### What the task requires:
Report how many lines in the data below contain the string "cabinet", treating uppercase and lowercase as different, and give only the number.

___ Provided material ___

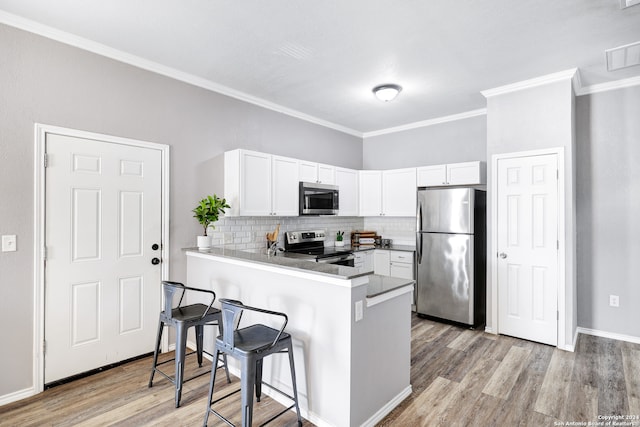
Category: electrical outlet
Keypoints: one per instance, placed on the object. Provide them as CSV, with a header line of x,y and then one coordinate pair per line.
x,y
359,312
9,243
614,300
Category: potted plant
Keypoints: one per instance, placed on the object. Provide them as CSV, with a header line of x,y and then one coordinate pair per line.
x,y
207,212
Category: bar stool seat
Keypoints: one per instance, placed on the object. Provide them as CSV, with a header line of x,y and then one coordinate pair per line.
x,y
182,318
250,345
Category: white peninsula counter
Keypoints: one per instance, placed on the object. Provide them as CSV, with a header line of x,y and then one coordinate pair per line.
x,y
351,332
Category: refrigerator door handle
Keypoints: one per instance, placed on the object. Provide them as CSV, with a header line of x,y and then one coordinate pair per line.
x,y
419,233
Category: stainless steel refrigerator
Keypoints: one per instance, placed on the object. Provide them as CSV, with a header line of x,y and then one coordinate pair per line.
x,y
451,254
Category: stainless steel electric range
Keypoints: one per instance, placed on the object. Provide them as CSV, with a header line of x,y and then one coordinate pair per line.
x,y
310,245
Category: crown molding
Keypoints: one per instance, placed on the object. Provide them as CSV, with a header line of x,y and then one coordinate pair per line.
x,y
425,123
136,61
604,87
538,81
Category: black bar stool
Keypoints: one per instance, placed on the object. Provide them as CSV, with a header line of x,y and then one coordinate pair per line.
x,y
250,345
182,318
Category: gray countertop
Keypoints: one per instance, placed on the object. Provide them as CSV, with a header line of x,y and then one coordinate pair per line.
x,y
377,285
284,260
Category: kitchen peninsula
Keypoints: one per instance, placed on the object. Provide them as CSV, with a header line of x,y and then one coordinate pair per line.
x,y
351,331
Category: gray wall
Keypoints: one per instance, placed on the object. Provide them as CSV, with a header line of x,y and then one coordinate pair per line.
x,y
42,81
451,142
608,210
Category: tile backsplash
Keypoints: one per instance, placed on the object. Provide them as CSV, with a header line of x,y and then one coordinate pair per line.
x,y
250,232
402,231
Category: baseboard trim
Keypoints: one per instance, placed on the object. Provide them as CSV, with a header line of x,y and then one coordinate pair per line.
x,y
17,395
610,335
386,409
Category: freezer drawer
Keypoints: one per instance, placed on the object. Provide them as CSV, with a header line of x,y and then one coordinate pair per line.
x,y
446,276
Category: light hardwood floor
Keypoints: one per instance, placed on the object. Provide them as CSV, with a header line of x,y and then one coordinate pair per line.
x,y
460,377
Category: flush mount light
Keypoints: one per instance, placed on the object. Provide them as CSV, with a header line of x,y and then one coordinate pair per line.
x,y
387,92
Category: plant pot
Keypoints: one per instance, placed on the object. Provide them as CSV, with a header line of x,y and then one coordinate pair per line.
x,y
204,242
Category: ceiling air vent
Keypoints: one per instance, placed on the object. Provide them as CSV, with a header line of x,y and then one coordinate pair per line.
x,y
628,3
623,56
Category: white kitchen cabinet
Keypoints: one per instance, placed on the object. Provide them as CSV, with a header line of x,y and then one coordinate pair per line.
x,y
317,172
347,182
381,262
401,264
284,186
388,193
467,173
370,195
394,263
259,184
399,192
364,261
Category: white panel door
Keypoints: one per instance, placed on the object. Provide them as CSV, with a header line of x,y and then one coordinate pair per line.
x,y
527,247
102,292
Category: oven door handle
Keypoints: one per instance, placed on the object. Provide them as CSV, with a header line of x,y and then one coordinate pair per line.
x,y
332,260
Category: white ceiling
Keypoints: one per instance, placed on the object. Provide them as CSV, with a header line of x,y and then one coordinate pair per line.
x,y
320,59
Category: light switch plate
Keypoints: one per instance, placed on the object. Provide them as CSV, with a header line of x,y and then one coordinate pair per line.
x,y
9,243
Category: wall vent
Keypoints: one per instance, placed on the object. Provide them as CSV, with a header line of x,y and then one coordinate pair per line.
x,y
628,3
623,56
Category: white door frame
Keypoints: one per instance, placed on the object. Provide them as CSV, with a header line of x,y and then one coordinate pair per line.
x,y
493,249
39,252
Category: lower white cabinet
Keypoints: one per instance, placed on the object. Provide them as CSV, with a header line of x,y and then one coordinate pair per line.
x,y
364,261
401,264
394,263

___
___ Provided material ___

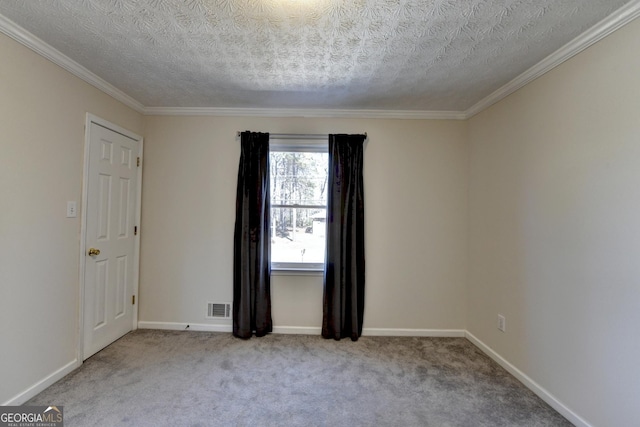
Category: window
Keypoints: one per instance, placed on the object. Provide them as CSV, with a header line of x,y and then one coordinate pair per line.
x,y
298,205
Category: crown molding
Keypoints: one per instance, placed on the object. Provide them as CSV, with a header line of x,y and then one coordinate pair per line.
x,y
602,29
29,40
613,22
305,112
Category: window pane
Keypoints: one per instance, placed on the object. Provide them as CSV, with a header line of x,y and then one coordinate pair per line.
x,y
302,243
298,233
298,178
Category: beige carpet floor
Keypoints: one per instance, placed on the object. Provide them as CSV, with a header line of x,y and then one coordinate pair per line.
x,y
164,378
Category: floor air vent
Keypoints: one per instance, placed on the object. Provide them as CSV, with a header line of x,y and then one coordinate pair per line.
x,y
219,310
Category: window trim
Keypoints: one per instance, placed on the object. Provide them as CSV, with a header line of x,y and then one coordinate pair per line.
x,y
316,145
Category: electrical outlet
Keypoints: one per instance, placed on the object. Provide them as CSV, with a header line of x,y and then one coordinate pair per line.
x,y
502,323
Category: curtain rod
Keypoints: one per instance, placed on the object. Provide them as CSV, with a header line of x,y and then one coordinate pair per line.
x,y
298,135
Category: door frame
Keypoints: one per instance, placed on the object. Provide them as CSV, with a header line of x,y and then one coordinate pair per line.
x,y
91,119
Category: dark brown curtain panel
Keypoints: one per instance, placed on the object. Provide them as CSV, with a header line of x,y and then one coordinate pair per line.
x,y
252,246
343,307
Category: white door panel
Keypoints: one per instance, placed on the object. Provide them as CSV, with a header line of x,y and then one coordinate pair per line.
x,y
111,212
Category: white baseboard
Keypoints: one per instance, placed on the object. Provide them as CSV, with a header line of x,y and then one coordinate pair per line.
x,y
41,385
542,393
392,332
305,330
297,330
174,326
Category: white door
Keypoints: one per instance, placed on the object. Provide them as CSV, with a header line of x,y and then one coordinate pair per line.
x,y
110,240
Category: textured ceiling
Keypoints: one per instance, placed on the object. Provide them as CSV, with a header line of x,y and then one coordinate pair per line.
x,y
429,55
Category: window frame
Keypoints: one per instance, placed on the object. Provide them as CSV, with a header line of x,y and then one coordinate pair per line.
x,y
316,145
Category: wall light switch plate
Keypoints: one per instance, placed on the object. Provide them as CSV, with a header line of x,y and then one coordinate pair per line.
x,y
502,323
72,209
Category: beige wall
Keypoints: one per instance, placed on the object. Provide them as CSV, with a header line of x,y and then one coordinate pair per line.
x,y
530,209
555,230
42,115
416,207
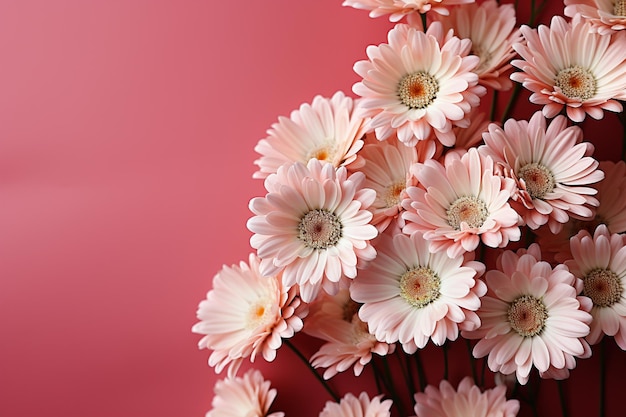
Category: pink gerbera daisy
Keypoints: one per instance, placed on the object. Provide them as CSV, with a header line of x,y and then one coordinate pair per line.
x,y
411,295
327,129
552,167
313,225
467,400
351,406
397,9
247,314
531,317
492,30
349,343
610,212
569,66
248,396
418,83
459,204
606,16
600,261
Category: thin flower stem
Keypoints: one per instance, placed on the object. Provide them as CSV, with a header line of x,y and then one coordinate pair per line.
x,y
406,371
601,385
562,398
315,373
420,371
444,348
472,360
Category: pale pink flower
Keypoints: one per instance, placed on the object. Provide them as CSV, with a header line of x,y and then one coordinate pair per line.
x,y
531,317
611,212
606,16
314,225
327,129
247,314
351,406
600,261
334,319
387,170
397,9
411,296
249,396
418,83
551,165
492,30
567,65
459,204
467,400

___
___ Provided material ___

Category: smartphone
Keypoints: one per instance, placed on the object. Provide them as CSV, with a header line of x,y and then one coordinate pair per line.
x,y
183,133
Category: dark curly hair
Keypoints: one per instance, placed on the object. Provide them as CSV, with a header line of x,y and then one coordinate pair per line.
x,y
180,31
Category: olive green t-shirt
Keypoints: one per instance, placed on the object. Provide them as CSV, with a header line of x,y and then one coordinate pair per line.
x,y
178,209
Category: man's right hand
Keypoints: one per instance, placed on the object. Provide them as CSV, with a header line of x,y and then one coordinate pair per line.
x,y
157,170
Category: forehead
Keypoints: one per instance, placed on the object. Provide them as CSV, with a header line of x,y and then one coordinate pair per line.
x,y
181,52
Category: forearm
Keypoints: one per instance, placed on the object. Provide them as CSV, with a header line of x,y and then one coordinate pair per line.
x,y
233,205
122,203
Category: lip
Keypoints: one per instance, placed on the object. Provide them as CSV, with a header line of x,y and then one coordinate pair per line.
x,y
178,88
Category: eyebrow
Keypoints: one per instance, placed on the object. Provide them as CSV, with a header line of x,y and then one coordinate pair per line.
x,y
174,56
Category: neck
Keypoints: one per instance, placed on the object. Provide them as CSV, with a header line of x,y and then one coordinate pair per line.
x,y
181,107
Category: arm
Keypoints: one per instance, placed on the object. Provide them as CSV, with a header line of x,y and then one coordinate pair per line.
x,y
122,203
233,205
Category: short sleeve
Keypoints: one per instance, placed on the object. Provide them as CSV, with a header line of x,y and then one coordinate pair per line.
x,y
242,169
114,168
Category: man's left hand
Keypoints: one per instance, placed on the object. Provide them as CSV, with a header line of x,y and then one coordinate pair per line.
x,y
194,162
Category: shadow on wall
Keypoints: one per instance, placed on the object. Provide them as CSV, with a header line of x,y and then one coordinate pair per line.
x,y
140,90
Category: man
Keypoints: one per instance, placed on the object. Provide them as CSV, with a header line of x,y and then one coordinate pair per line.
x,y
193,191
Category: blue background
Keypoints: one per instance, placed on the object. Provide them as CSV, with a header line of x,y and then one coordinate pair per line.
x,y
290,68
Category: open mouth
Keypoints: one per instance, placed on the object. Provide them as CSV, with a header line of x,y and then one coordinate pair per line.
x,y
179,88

___

### Task result:
2